─── Supplied records
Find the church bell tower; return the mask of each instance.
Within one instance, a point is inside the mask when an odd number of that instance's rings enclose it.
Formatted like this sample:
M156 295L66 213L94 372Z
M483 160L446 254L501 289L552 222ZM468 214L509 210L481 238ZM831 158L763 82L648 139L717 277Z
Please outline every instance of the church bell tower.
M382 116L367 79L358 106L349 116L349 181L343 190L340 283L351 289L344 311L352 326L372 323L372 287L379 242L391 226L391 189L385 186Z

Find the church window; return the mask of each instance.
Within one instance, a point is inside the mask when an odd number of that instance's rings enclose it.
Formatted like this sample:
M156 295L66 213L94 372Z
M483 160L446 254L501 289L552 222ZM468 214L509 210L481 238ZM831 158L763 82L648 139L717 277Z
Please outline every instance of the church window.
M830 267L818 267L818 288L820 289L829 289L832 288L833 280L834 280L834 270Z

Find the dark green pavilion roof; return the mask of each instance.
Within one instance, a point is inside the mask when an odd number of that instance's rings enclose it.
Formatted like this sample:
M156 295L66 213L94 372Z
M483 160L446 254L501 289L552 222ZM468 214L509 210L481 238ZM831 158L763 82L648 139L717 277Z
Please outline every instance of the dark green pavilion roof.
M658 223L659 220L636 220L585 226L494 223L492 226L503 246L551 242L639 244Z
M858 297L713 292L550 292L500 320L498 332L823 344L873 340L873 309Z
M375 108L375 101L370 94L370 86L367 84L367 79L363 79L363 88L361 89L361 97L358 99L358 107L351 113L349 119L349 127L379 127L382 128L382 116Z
──────
Task — Lay out the stretch of the records from the very start through the line containing "M830 267L818 267L818" as a JSON list of strings, one string per line, leaving out blank lines.

Result —
[
  "Find the church bell tower; return the mask of each instance.",
  "Within one instance, a point is inside the mask when an odd number of that instance's rings enclose it.",
  "Formatted like this sample:",
  "M156 295L66 213L94 372Z",
  "M483 160L446 254L501 289L552 222ZM468 214L509 210L481 238ZM831 158L763 82L648 139L717 277Z",
  "Please outline every instance of the church bell tower.",
  "M382 116L367 79L358 106L349 116L349 181L343 190L340 283L351 289L344 311L352 326L372 323L372 287L379 242L391 226L391 189L385 186Z",
  "Find the church window; return the mask of each instance.",
  "Within one instance, a point is inside the mask when an odd number of that instance's rings enclose it.",
  "Formatted like this sample:",
  "M156 295L66 213L94 372Z",
  "M483 160L446 254L501 289L552 222ZM468 214L509 210L481 238ZM831 158L763 82L648 139L717 277Z",
  "Please outline every instance of the church window.",
  "M830 267L818 267L818 288L820 289L829 289L832 288L833 280L834 280L834 270Z"
]